# Records provided
......
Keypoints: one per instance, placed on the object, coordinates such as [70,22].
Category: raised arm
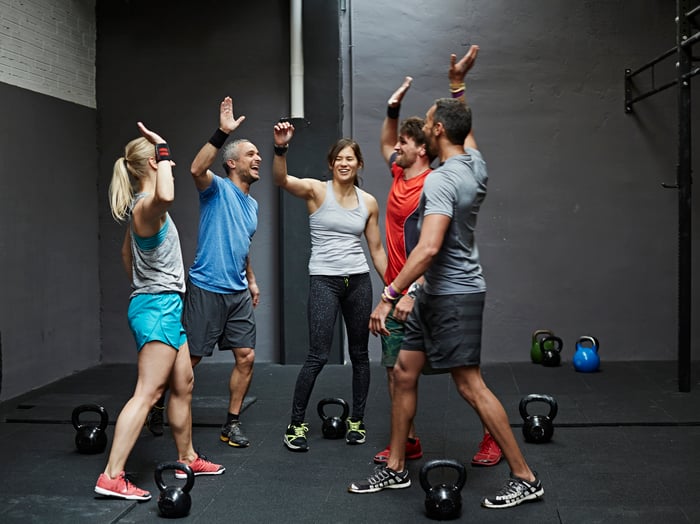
[390,126]
[306,188]
[456,74]
[205,158]
[374,237]
[150,214]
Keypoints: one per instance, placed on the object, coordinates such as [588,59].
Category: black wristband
[162,152]
[218,138]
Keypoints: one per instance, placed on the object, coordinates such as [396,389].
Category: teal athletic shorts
[157,318]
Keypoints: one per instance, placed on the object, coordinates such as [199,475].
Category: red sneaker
[489,453]
[120,487]
[201,466]
[413,451]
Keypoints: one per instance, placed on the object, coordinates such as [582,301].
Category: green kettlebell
[535,349]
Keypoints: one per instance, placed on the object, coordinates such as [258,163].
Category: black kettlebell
[443,501]
[90,439]
[333,427]
[174,502]
[538,428]
[551,353]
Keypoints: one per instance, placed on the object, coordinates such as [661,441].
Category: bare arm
[306,188]
[390,126]
[252,283]
[456,74]
[374,237]
[205,158]
[127,260]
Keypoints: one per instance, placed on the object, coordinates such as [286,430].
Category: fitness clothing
[339,278]
[228,219]
[353,295]
[155,306]
[218,306]
[401,218]
[212,319]
[336,233]
[157,260]
[456,189]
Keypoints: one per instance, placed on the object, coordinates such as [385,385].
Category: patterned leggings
[353,295]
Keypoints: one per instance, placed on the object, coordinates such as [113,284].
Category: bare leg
[241,377]
[473,389]
[180,405]
[403,405]
[155,362]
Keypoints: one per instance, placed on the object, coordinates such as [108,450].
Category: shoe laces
[300,430]
[354,425]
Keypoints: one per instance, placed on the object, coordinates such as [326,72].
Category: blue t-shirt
[456,189]
[228,219]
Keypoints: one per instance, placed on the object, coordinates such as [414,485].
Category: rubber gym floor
[625,448]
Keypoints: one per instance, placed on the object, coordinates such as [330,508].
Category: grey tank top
[157,261]
[336,232]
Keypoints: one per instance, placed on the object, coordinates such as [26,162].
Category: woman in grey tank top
[153,261]
[339,214]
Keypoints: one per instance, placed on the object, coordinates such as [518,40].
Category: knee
[245,358]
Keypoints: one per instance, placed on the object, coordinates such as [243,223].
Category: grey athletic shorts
[447,328]
[211,319]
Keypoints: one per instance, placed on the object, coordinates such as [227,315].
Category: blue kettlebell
[586,359]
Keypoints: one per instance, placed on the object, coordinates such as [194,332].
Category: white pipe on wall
[296,60]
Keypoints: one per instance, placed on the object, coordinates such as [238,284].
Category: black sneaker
[516,491]
[232,433]
[383,478]
[154,421]
[295,437]
[355,433]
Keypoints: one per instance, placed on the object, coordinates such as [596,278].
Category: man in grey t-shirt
[444,326]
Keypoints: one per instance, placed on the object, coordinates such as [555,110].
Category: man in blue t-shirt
[221,287]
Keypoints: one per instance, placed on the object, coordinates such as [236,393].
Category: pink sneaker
[201,466]
[489,453]
[413,451]
[120,487]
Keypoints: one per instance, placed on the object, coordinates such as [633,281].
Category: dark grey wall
[49,293]
[576,234]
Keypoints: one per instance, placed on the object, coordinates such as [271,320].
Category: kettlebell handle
[75,417]
[538,397]
[587,338]
[158,475]
[336,401]
[557,343]
[442,463]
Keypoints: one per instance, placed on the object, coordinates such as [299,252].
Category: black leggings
[353,295]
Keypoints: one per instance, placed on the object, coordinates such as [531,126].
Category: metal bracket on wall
[685,18]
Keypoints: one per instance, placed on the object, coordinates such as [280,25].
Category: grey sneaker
[233,434]
[295,437]
[516,491]
[383,478]
[356,432]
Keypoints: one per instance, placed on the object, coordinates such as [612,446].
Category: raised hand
[227,121]
[151,136]
[396,98]
[283,132]
[458,70]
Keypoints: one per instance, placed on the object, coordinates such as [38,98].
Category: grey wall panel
[49,293]
[576,234]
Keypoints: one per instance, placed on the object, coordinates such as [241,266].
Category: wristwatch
[413,289]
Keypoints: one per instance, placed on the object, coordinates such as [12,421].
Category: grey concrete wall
[49,290]
[576,234]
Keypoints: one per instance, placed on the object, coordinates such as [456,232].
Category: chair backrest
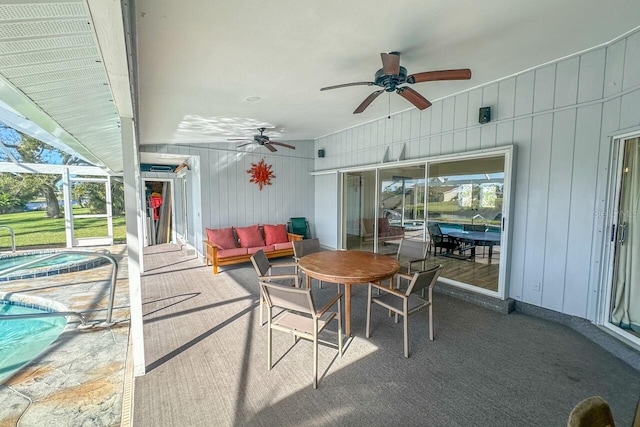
[306,247]
[474,227]
[592,411]
[424,279]
[296,299]
[415,249]
[300,226]
[435,232]
[260,263]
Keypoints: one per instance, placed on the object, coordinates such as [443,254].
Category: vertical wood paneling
[591,81]
[524,93]
[543,91]
[447,143]
[488,136]
[448,114]
[632,62]
[490,98]
[473,139]
[461,102]
[582,212]
[614,68]
[537,212]
[522,138]
[506,99]
[436,117]
[425,123]
[475,102]
[459,141]
[415,123]
[504,134]
[553,283]
[566,91]
[630,110]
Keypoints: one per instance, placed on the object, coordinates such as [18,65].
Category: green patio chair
[299,226]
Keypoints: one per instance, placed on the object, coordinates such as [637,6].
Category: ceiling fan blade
[413,97]
[430,76]
[349,84]
[282,144]
[391,63]
[367,101]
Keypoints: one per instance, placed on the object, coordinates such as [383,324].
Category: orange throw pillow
[275,234]
[223,238]
[250,237]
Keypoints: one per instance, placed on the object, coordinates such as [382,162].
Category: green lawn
[34,229]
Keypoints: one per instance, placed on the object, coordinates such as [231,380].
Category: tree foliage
[24,187]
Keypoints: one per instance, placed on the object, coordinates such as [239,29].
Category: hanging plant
[261,173]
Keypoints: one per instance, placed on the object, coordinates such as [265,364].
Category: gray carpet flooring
[206,362]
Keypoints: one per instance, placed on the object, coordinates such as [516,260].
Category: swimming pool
[63,264]
[21,340]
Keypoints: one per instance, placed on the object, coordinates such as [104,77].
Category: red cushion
[275,234]
[223,238]
[250,237]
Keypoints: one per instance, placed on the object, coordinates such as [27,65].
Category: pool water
[23,259]
[23,339]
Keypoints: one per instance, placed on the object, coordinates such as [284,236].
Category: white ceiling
[199,61]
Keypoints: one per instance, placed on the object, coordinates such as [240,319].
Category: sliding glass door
[459,205]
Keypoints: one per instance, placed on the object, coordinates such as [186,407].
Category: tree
[29,150]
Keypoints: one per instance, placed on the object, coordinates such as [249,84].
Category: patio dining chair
[264,270]
[299,318]
[411,252]
[406,303]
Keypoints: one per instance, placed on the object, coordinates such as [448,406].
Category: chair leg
[431,322]
[315,353]
[406,335]
[368,311]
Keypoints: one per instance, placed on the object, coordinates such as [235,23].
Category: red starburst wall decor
[261,174]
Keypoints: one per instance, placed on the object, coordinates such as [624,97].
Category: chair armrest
[324,309]
[294,237]
[387,290]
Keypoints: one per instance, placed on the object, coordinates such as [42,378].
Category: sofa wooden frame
[211,254]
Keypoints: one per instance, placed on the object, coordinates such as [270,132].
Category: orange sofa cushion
[223,238]
[250,237]
[275,234]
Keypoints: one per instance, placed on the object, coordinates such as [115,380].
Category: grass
[34,229]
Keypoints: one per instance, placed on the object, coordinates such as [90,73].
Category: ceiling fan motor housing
[390,81]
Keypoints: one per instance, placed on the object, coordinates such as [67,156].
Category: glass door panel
[401,201]
[359,210]
[464,218]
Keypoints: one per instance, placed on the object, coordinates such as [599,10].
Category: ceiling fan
[262,140]
[392,75]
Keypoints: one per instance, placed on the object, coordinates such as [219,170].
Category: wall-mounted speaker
[485,115]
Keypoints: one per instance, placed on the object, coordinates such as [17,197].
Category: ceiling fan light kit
[391,76]
[263,140]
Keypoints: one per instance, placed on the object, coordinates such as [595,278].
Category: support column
[132,194]
[68,208]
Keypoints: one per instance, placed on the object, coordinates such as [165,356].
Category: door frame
[609,239]
[507,151]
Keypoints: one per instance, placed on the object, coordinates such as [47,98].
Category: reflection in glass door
[359,212]
[401,202]
[625,304]
[464,218]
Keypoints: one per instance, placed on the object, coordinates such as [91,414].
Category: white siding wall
[223,195]
[561,118]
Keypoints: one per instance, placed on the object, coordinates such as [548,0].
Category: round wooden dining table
[348,268]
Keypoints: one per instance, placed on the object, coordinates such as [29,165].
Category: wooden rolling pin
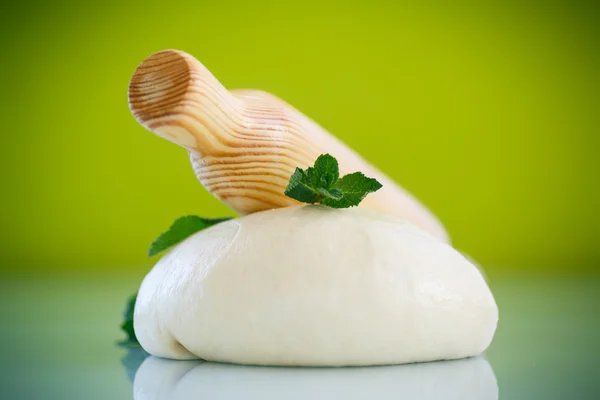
[245,144]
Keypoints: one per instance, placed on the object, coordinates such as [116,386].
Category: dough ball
[314,286]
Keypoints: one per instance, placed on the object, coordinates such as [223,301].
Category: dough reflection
[160,379]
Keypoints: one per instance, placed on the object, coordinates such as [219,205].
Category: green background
[487,113]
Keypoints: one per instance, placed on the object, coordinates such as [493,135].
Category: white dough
[314,286]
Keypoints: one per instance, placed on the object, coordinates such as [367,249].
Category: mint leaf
[325,171]
[322,184]
[355,188]
[127,325]
[181,229]
[301,187]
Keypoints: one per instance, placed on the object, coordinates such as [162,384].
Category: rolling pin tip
[159,84]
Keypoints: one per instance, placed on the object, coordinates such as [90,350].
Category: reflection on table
[160,379]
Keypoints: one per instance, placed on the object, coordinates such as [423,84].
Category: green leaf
[355,187]
[322,184]
[300,187]
[181,229]
[127,325]
[326,171]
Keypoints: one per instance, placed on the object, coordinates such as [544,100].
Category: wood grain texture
[245,144]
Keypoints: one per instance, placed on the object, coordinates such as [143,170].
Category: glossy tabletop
[59,339]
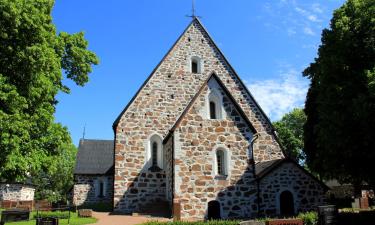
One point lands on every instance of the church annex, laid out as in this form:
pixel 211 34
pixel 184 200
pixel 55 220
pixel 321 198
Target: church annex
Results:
pixel 194 138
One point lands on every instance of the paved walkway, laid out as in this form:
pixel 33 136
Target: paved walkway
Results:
pixel 105 219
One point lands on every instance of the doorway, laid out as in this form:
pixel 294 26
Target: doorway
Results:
pixel 286 203
pixel 213 211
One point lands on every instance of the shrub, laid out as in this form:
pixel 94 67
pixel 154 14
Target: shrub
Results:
pixel 56 214
pixel 208 222
pixel 309 218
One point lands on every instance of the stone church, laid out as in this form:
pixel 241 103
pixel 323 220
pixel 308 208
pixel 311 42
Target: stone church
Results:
pixel 194 139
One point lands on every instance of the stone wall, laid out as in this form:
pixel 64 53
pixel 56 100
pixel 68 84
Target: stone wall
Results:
pixel 86 189
pixel 16 192
pixel 168 149
pixel 162 100
pixel 307 192
pixel 197 139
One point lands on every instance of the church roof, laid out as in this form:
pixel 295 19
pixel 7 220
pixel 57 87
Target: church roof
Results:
pixel 262 169
pixel 94 157
pixel 197 21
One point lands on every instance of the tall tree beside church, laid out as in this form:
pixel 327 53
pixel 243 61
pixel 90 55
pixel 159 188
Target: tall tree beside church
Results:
pixel 340 107
pixel 290 132
pixel 32 58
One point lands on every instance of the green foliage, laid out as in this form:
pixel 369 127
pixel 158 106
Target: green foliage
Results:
pixel 55 214
pixel 55 182
pixel 209 222
pixel 340 107
pixel 74 220
pixel 309 218
pixel 32 58
pixel 290 132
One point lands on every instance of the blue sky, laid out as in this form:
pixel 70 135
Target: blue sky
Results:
pixel 268 42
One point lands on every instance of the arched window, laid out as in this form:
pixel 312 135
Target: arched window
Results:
pixel 154 154
pixel 221 162
pixel 213 110
pixel 213 210
pixel 220 158
pixel 286 203
pixel 215 105
pixel 195 64
pixel 101 189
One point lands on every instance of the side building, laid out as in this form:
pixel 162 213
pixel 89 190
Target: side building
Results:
pixel 93 173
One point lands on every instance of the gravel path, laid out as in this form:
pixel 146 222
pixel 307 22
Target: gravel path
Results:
pixel 104 218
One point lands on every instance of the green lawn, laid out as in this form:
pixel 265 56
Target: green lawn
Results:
pixel 74 220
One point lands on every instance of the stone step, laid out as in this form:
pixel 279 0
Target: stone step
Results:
pixel 157 209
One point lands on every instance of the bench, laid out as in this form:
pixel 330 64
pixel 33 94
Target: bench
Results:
pixel 11 215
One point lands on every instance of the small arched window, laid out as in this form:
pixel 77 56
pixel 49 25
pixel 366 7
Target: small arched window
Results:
pixel 195 64
pixel 213 110
pixel 154 154
pixel 215 105
pixel 220 158
pixel 101 189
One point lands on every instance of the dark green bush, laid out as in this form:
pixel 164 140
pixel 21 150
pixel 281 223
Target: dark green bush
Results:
pixel 309 218
pixel 56 214
pixel 209 222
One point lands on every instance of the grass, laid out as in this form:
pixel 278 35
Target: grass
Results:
pixel 74 220
pixel 209 222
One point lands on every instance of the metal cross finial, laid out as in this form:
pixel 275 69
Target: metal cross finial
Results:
pixel 84 131
pixel 193 10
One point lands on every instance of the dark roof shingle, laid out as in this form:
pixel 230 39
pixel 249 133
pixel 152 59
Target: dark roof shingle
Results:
pixel 94 157
pixel 264 166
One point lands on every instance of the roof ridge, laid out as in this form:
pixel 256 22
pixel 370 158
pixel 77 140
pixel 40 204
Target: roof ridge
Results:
pixel 115 123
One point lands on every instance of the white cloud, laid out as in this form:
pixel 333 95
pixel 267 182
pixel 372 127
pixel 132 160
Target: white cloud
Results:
pixel 279 96
pixel 295 17
pixel 308 31
pixel 317 8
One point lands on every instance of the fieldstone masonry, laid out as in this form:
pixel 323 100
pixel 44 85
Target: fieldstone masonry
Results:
pixel 173 93
pixel 307 193
pixel 16 192
pixel 86 191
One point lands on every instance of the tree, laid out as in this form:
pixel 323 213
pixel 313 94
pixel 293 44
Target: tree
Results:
pixel 340 106
pixel 32 60
pixel 54 182
pixel 290 132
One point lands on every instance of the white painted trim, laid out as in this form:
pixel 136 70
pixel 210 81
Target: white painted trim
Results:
pixel 148 153
pixel 227 160
pixel 214 95
pixel 199 62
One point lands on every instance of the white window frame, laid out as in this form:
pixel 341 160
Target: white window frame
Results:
pixel 160 159
pixel 278 195
pixel 97 186
pixel 226 161
pixel 217 98
pixel 198 60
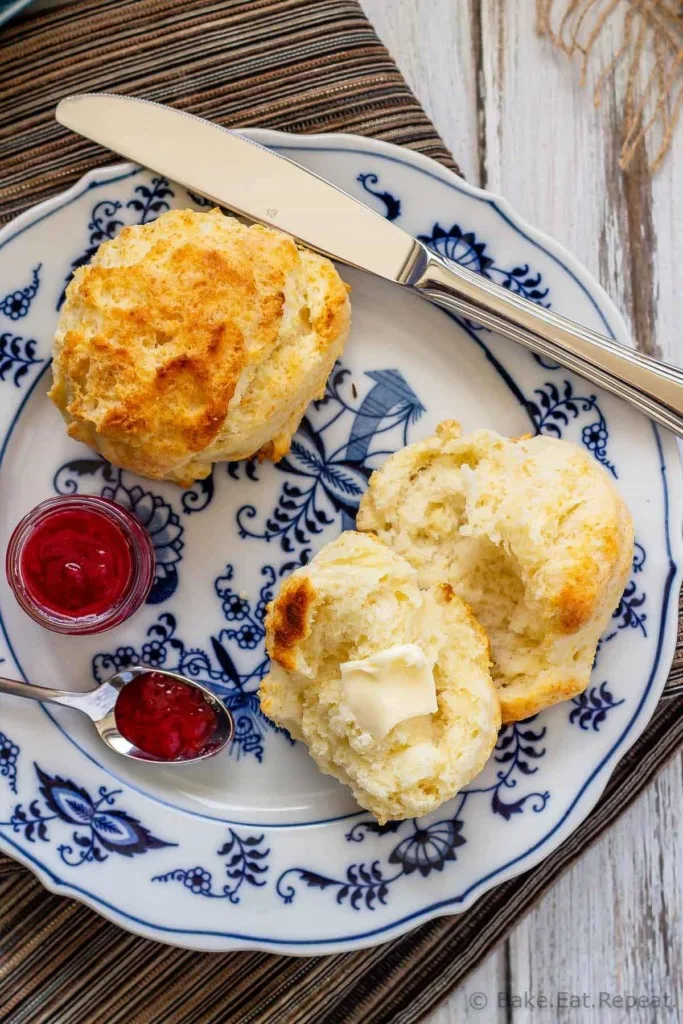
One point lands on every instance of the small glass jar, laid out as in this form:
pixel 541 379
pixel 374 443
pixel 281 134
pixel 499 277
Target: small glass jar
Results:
pixel 80 564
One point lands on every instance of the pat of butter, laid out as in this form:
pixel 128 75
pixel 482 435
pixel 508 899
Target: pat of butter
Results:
pixel 388 687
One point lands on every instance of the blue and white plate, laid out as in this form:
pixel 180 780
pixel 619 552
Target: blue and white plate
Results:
pixel 257 849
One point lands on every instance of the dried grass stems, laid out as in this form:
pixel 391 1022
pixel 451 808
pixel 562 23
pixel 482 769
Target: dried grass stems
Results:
pixel 651 45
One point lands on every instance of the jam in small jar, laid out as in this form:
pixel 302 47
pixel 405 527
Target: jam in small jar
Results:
pixel 80 564
pixel 165 717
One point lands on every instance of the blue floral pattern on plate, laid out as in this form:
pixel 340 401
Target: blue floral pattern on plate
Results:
pixel 224 544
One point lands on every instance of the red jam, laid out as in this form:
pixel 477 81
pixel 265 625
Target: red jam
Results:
pixel 80 564
pixel 165 718
pixel 77 562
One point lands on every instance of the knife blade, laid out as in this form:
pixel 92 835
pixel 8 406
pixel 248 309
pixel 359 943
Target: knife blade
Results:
pixel 262 185
pixel 244 176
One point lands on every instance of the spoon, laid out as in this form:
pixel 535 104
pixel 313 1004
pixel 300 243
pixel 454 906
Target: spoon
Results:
pixel 98 706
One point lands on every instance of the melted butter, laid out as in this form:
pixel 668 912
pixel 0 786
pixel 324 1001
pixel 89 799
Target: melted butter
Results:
pixel 388 687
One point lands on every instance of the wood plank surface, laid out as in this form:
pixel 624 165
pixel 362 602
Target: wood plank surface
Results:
pixel 511 109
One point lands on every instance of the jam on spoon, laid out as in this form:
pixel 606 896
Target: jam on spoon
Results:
pixel 80 564
pixel 148 714
pixel 165 717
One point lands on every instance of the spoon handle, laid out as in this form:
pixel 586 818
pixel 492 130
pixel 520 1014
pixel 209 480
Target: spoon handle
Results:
pixel 18 689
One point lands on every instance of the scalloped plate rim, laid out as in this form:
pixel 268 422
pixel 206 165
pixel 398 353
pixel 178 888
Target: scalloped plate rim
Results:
pixel 593 786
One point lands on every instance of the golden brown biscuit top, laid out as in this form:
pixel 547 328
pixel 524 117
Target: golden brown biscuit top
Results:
pixel 160 329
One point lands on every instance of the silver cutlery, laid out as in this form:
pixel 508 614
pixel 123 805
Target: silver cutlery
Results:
pixel 98 706
pixel 264 186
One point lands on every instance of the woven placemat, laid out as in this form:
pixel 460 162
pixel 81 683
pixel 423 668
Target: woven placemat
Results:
pixel 301 66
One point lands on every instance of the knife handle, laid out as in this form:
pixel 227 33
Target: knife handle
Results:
......
# Work request
Using the data above, reproduce exactly the lines from the line that contains "One point lands on every instance of the green lawn, laid" through the line that contains "Target: white cloud", including both.

# Exercise output
One point lands on every instance of the green lawn, laid out as in this form:
pixel 265 56
Target: green lawn
Results:
pixel 74 220
One point lands on every instance of the stone step, laid out as in this form:
pixel 279 0
Target: stone step
Results:
pixel 157 209
One point lands on every instance of the bench, laid out as in this form:
pixel 330 64
pixel 33 94
Target: bench
Results:
pixel 11 215
One point lands on every instance of the small arched window, laid out as in this form:
pixel 77 56
pixel 49 25
pixel 366 7
Target: small arched window
Results:
pixel 195 64
pixel 213 110
pixel 154 154
pixel 215 105
pixel 220 158
pixel 101 189
One point lands on every instance of the dark green bush, laid out as in this form:
pixel 164 140
pixel 21 150
pixel 281 223
Target: dark green bush
Results:
pixel 309 218
pixel 56 214
pixel 209 222
One point lands on every instance of the grass, laid out as in this form:
pixel 278 35
Target: grass
Results:
pixel 74 220
pixel 209 222
One point lands on every instance of the metal cross finial, laid out as in this form:
pixel 275 69
Target: metal cross finial
Results:
pixel 84 131
pixel 193 10
One point lands on every instance of the dark roof shingle, laid out as in this form:
pixel 230 39
pixel 249 133
pixel 152 59
Target: dark roof shingle
Results:
pixel 94 157
pixel 264 166
One point lands on every instance of the roof ridge, laid out as in this form:
pixel 256 22
pixel 370 158
pixel 77 140
pixel 40 204
Target: roof ridge
Results:
pixel 115 123
One point lands on every instance of the white cloud, laid out as in this form:
pixel 333 95
pixel 267 182
pixel 372 127
pixel 132 160
Target: white cloud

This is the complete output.